WHAT THE EXERCISE ASKS
Reproduce the lines from the line containing "identify the window" to the line containing "(354, 351), (367, 372)", substituting "close-fitting" for "tight" and leaving everything else unchanged.

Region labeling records
◆ ◆ ◆ ◆ ◆
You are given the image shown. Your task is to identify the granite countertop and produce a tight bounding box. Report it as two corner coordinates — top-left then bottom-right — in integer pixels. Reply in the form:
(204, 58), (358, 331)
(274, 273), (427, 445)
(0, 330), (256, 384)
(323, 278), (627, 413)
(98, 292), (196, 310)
◆ ◆ ◆ ◆ ◆
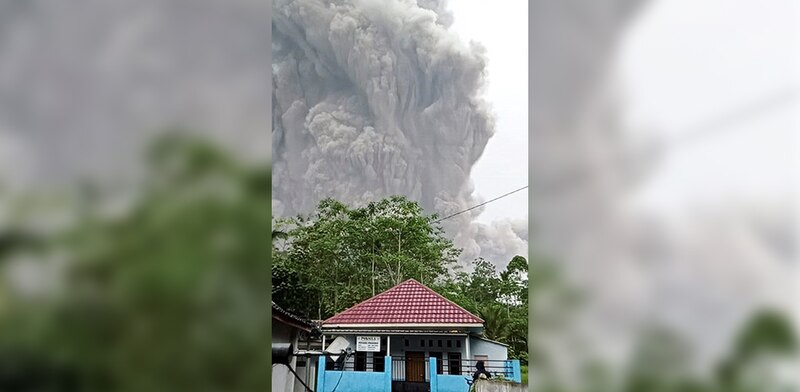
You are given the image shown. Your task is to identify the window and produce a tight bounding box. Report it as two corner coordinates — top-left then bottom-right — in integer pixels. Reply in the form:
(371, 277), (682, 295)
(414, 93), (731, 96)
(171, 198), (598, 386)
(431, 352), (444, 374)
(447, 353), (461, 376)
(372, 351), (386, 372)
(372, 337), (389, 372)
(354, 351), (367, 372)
◆ ◆ ◆ ◆ ◆
RESPONSE
You are given the image shown. Your task is to identify the window and produce a close-fitting bounding box. Report it as two corner coordinates — top-left then bottom-right — in integer pixels. Reply in the form:
(371, 277), (682, 295)
(414, 93), (731, 96)
(171, 198), (598, 386)
(431, 352), (444, 374)
(447, 353), (461, 376)
(372, 351), (386, 372)
(372, 337), (389, 372)
(354, 351), (367, 372)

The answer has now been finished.